_Required task_:
Reproduce word for word the lines below, from the line containing "For every instance of the red motorcycle, mark" through the line containing "[[604, 592]]", including both of those lines.

Rows from a dataset
○ ○ ○ ○ ○ ○ ○
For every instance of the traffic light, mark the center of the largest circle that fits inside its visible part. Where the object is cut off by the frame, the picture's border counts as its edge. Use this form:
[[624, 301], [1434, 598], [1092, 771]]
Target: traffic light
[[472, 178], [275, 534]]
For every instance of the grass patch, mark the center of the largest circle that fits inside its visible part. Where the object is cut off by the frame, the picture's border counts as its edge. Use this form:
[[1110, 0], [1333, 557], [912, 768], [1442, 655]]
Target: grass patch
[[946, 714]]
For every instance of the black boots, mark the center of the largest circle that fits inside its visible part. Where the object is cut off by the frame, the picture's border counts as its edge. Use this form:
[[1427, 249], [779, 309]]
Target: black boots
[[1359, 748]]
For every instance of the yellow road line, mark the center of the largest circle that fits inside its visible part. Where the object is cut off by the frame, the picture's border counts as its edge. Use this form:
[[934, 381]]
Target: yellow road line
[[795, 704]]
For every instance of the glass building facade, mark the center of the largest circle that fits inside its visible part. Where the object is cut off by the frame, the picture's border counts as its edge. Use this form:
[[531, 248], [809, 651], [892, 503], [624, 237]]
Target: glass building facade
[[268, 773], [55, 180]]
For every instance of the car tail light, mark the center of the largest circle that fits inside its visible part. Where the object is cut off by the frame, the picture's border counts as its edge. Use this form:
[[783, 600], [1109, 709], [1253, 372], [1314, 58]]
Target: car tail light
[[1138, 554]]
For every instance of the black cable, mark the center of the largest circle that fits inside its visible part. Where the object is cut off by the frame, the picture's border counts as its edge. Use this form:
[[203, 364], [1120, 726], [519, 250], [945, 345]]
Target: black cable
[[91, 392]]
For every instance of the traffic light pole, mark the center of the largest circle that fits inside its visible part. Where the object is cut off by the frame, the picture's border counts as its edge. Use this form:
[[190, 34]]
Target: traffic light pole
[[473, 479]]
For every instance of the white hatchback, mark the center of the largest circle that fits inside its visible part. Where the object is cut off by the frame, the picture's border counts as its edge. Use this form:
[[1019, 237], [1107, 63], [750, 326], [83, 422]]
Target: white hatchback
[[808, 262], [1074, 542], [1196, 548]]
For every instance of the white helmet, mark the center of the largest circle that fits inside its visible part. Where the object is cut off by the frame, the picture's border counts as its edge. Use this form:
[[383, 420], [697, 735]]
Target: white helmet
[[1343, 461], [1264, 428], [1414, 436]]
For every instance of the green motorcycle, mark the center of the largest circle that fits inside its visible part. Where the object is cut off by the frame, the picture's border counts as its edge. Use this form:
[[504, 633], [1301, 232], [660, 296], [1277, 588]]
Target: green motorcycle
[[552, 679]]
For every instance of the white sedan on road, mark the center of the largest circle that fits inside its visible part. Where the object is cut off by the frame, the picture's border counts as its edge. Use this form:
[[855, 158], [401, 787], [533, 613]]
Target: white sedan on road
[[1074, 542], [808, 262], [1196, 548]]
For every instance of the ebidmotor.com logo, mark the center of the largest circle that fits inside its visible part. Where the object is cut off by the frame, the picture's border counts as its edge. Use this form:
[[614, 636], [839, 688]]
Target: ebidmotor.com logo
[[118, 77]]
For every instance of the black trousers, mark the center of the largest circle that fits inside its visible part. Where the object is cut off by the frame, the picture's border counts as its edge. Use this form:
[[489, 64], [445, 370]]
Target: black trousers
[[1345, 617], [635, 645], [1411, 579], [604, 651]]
○ ○ ○ ○ ○ ○ ○
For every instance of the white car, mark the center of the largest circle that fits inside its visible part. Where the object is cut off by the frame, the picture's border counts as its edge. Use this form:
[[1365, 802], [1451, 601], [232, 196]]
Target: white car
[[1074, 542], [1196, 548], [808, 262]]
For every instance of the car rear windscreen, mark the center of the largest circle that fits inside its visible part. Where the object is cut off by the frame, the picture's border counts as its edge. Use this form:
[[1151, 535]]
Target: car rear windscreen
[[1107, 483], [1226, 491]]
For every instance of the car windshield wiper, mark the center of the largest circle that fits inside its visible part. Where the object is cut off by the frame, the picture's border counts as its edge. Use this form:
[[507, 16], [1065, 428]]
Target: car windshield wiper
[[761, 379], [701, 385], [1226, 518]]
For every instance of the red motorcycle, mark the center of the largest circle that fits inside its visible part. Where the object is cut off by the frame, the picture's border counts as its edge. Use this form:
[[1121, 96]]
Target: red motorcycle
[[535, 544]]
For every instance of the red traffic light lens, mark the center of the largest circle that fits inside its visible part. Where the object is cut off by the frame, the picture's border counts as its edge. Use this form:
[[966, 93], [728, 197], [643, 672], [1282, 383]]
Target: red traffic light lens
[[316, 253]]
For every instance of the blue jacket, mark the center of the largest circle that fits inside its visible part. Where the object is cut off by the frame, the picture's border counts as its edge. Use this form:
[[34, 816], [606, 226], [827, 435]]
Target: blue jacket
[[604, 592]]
○ ○ ○ ○ ○ ○ ○
_Full solution_:
For every instance of the red motorcycle, mark the center of the largest circle that fits inside its visible part. Where the object is cut off by the frame, the picture's border counts as its edge. Use this form:
[[1121, 96]]
Target: red motorcycle
[[535, 544]]
For every instance of the red traffic light lens, mark the center of the largest circle that fits inside its visible part. Where the object is cut off by the frame, the picture's border counts as its edge. Use this form:
[[966, 93], [728, 197], [643, 672], [1282, 383]]
Target: red traffic light lens
[[316, 253]]
For every instance of the blue jacket, mark the center of the largest circle that fits inside its visible part. Where the object is cut off by the frame, the picture's border counts as its edge. Use this form:
[[34, 816], [606, 226], [827, 435]]
Target: blue jacket
[[604, 592]]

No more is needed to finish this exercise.